===== Data to process =====
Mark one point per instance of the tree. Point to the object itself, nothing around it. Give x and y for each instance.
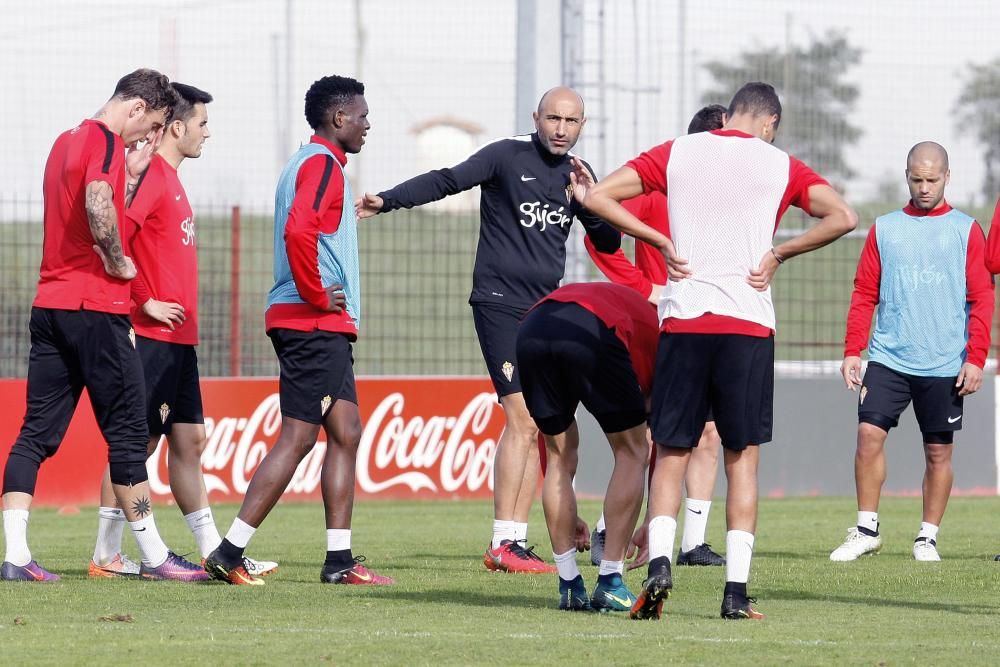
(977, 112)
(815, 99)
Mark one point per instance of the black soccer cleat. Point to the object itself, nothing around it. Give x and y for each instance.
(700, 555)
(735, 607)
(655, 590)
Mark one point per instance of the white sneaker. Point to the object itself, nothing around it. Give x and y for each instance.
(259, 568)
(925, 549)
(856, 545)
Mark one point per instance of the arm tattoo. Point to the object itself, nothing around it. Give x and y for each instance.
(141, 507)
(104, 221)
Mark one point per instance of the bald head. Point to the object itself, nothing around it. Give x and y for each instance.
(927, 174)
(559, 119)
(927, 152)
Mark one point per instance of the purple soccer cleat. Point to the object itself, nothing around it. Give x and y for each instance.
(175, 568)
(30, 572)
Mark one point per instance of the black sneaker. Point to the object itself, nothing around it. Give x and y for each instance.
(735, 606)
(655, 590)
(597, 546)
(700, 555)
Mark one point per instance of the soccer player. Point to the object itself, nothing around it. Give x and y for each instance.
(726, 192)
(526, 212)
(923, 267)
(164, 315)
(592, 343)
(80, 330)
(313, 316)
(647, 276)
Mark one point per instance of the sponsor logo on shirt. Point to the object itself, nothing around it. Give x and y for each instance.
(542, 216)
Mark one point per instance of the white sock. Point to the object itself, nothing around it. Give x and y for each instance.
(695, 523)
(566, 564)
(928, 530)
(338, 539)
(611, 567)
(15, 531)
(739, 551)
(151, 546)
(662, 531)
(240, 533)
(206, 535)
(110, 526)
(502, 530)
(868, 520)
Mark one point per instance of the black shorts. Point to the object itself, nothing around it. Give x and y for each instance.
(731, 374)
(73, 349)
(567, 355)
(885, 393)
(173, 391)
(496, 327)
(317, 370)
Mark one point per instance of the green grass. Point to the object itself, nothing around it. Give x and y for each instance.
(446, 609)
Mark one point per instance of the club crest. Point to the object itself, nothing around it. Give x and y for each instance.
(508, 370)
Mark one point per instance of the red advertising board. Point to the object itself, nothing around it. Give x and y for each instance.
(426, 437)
=====
■ **Set problem**
Begin with the line that contains "Mark one point per instance of the black shorts." and quote each line after it exactly, stopping after the last line of the data.

■ **Result of the task**
Mark one point per instance of the black shorts. Point to the object itself, nothing around it. Give x and y for each instance.
(731, 374)
(73, 349)
(567, 355)
(885, 393)
(173, 391)
(496, 327)
(317, 370)
Mark one point per instance of the green grass. Point to the object itself, nothing around it. Give x and y for each instance.
(446, 609)
Mark one point per instance of the club crest. Point to the object itself, nothing around it. Give x and y for each instance.
(508, 370)
Mark one point per instance of the red advertising board. Point to the object itself, nothing around it. Give x and y for each instance.
(426, 437)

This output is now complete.